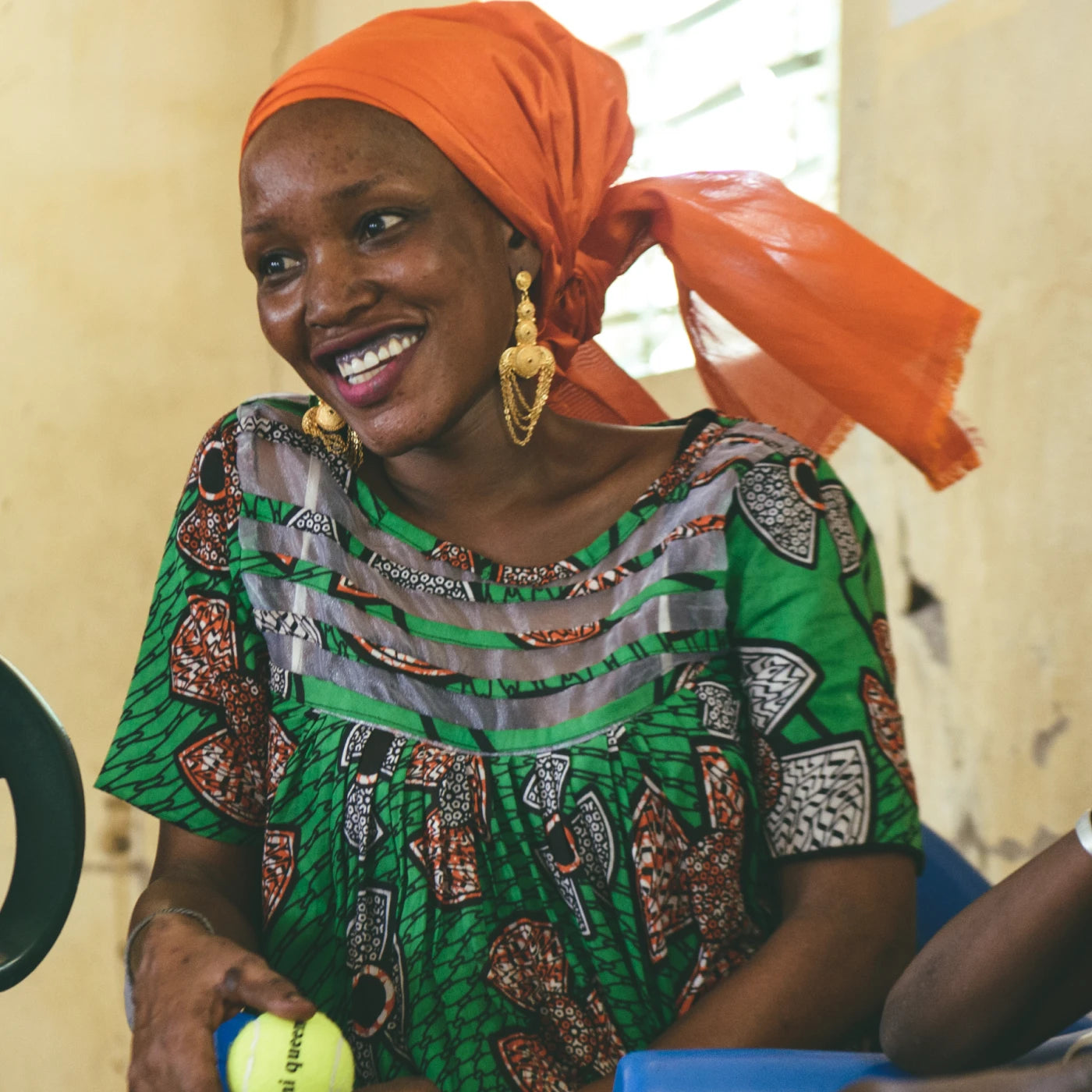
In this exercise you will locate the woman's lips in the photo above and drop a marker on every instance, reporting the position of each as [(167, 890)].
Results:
[(363, 384)]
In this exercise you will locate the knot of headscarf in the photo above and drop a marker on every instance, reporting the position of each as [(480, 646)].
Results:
[(844, 331)]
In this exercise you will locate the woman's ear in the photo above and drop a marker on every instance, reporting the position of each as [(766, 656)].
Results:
[(522, 254)]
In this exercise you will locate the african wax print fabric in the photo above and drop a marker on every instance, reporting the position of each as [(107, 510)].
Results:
[(515, 821)]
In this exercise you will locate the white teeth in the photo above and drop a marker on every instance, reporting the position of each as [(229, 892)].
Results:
[(354, 368)]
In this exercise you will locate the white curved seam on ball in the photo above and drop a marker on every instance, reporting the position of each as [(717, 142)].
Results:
[(251, 1057), (335, 1068)]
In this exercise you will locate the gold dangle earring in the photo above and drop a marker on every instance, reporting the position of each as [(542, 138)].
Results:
[(325, 424), (526, 360)]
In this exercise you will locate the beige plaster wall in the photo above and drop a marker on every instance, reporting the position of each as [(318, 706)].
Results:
[(126, 328), (966, 151)]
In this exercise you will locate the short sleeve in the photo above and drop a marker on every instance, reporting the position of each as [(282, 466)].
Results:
[(810, 640), (193, 739)]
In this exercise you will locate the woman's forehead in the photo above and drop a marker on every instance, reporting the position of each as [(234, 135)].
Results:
[(333, 134)]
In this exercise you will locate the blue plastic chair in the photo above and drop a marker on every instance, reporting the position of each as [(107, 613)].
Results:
[(947, 885)]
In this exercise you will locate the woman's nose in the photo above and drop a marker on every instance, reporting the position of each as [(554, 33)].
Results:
[(338, 289)]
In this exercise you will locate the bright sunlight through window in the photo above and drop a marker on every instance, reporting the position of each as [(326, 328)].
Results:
[(731, 84)]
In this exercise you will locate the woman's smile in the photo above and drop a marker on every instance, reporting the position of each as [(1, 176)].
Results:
[(368, 373), (385, 278)]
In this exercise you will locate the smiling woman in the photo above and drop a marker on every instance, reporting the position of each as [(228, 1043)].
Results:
[(516, 736)]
==================================================
*PROBLEM DESCRIPTION*. Express, as a Markdown table with the columns "Number" and "Content", each line from the start of the rows up to and including the line containing "[(363, 384)]". Omit blank lines and pictures.

*COMPLETED TASK*.
| Number | Content |
|---|---|
| 1 | In this exercise you will locate the woman's lips in the photo above and drop a marker on every instance, reporting the position of each as [(167, 890)]. |
| 2 | Results: |
| 3 | [(363, 384)] |